Transcribe sin ningún cambio las filas que empiezan en la que contiene "Spot the large" y siguen hasta la que contiene "Target: conical thatched roof", ambas incluidas.
==== DATOS DEL EJERCICIO ====
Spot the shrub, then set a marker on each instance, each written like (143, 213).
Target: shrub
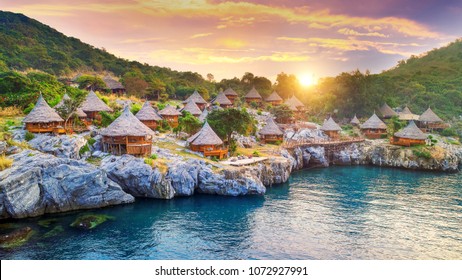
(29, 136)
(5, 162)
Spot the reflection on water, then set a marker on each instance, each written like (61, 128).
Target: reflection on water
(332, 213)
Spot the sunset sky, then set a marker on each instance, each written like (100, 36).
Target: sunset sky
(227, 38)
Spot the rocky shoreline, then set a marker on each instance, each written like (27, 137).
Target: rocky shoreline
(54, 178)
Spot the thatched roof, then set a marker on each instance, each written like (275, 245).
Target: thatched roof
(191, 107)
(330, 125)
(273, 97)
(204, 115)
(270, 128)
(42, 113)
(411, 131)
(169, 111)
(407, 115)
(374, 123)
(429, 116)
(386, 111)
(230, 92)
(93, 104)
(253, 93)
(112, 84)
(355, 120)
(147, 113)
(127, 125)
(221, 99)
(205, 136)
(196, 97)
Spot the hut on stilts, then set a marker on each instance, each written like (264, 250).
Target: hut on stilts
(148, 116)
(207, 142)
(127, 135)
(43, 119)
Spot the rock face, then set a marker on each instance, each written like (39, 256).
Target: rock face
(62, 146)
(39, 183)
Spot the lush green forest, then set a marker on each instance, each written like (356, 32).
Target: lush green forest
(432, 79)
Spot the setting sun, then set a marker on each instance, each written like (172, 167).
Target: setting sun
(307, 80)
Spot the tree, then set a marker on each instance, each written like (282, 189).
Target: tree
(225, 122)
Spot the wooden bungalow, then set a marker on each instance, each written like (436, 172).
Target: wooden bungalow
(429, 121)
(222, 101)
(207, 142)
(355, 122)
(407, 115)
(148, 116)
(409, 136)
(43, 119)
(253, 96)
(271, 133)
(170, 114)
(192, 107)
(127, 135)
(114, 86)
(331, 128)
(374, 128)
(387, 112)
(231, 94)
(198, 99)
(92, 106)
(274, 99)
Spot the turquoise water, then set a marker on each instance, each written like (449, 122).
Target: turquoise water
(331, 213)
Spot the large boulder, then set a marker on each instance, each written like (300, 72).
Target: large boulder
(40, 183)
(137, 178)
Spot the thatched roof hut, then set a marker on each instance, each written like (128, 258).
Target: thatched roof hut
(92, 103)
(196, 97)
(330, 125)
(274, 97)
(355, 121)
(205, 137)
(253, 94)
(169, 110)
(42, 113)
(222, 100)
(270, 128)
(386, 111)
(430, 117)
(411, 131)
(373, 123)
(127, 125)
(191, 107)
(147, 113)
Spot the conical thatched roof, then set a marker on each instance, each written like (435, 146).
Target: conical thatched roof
====
==== DATOS DEL EJERCICIO ====
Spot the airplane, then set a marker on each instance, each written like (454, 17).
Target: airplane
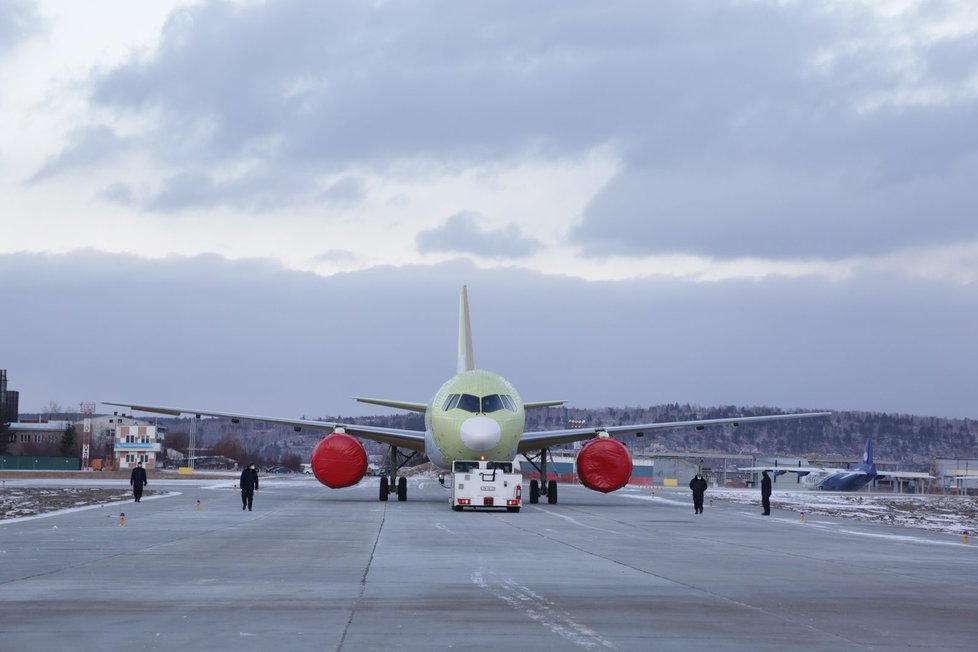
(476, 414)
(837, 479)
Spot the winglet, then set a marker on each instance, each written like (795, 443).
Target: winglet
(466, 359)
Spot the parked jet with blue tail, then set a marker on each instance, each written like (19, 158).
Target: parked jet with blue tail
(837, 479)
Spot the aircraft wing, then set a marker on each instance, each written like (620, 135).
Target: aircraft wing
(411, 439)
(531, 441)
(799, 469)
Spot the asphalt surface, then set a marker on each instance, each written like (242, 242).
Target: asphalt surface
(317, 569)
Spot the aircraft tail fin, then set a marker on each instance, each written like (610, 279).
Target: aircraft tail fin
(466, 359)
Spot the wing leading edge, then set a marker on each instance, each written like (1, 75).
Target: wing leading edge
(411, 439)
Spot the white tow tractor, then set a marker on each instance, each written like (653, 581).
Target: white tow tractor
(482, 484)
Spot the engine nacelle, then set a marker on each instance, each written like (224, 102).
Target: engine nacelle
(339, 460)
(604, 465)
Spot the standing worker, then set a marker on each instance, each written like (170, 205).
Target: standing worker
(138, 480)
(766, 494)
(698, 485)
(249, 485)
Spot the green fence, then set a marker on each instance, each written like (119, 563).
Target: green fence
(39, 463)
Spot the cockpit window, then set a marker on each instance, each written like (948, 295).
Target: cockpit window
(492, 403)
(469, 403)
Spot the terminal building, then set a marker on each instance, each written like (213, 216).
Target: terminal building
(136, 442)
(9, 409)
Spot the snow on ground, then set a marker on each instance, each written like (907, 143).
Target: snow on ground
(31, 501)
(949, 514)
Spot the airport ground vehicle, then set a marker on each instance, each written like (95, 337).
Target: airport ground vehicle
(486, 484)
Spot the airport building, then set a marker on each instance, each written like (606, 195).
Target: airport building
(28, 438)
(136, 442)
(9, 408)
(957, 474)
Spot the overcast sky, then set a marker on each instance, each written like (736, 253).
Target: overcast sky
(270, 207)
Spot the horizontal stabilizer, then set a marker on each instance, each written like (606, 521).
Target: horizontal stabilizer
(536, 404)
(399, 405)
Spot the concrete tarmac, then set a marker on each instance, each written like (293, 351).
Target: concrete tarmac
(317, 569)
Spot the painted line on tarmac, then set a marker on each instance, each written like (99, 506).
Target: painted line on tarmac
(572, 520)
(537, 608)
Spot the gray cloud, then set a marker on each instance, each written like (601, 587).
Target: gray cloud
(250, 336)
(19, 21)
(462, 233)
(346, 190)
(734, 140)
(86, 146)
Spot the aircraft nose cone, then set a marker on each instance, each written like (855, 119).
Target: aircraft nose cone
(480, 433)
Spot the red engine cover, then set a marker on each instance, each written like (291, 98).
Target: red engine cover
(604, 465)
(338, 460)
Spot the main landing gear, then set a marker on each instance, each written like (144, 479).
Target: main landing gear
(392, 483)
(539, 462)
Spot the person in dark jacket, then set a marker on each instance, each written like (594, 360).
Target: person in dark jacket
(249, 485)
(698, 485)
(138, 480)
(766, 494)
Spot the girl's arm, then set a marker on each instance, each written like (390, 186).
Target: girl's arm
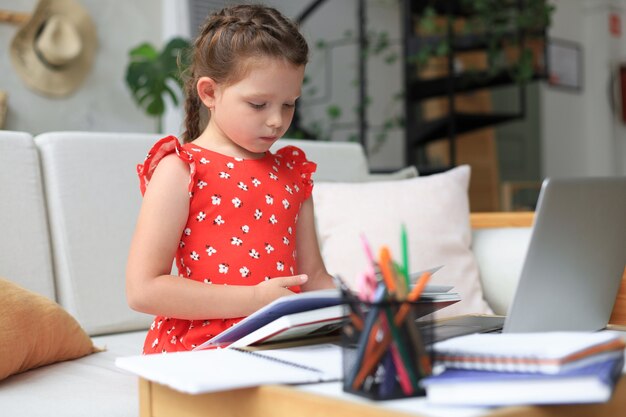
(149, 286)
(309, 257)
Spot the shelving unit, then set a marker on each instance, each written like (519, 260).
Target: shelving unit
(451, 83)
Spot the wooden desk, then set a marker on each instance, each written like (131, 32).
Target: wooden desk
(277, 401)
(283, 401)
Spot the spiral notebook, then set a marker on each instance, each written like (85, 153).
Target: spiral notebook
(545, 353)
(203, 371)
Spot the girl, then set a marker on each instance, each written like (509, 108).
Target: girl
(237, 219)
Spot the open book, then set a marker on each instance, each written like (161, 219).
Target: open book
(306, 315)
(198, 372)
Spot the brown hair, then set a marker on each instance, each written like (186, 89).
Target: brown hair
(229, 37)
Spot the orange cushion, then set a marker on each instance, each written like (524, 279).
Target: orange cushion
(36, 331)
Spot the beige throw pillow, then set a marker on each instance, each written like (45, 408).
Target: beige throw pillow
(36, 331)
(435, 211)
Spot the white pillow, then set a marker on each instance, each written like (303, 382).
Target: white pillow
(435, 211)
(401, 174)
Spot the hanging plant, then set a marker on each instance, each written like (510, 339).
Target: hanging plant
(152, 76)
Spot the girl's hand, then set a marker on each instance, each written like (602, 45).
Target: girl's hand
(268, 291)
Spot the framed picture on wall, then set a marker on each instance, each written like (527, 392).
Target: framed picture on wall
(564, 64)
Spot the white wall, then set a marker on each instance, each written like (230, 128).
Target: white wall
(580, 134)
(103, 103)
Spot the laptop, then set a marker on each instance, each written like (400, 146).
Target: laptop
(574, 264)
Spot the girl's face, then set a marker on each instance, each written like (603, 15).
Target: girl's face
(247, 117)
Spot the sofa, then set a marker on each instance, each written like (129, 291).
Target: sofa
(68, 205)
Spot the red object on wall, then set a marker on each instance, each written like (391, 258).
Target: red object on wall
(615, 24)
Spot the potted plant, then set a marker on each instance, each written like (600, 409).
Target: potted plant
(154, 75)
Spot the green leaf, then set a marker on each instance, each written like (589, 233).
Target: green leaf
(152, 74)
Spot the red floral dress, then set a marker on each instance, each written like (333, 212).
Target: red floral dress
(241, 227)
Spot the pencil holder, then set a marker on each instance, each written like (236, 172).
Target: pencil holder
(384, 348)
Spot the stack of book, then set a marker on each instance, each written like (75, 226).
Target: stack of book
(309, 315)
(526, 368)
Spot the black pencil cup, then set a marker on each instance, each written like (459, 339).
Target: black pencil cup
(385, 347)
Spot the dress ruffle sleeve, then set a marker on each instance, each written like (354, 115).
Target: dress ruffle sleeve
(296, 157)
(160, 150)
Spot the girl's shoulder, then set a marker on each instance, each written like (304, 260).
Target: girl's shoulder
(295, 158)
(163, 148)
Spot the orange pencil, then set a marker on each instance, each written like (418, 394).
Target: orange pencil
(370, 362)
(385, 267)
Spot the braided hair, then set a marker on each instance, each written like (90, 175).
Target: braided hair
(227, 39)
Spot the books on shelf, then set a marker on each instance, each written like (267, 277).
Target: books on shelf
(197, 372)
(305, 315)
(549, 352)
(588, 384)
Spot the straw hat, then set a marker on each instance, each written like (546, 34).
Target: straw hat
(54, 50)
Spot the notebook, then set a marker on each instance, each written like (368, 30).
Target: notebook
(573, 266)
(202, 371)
====
**RESPUESTA DEL EJERCICIO**.
Spot the large boulder, then set a marker on each instance, each written like (300, 72).
Target: large boulder
(40, 183)
(137, 178)
Spot the thatched roof hut, then set a marker on each instance, each written like (128, 258).
Target: thatched roof hut
(92, 103)
(196, 97)
(330, 125)
(274, 97)
(355, 121)
(205, 137)
(253, 94)
(169, 110)
(42, 113)
(222, 100)
(270, 128)
(386, 111)
(430, 117)
(411, 131)
(373, 123)
(127, 125)
(191, 107)
(147, 113)
Spot the conical thatched roof, then set a marker on each instance, each written like (435, 146).
Target: conical thatched roof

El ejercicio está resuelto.